# Set problem
Please report how many lines in the data below contain the string "target", treating uppercase and lowercase letters as distinct. Give only the number.

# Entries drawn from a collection
** BEGIN **
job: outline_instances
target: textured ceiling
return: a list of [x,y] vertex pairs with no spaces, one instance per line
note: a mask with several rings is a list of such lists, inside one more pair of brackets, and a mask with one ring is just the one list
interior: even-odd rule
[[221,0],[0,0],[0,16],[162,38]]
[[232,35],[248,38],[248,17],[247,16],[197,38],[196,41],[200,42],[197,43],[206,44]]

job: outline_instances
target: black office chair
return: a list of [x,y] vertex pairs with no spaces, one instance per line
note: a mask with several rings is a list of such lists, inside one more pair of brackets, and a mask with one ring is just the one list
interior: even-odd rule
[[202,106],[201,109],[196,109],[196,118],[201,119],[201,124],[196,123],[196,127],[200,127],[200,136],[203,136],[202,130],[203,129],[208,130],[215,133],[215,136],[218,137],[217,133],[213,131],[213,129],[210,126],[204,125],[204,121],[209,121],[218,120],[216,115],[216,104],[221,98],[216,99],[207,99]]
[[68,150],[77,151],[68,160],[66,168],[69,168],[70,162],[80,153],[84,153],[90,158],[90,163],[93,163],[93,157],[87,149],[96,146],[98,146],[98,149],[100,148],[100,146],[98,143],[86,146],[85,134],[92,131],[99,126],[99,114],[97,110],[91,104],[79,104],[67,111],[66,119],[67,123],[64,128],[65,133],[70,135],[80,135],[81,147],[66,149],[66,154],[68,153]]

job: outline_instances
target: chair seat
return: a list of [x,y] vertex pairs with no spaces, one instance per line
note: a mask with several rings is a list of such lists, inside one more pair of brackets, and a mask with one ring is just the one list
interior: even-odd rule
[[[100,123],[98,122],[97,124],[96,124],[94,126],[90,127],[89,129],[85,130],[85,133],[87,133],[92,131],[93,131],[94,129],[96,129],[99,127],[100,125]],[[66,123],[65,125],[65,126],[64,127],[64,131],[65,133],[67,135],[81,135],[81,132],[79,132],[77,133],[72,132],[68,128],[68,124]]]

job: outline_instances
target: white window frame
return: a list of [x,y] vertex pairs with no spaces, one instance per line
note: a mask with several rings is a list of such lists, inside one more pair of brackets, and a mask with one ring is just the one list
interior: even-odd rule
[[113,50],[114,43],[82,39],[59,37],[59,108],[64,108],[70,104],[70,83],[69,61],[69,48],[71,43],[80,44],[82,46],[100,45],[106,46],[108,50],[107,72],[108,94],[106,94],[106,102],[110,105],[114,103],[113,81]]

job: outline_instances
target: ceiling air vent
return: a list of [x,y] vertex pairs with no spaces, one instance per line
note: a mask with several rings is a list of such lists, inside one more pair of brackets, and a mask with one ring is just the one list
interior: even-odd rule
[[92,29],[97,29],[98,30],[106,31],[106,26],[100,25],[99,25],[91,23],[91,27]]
** END **
# Expected output
5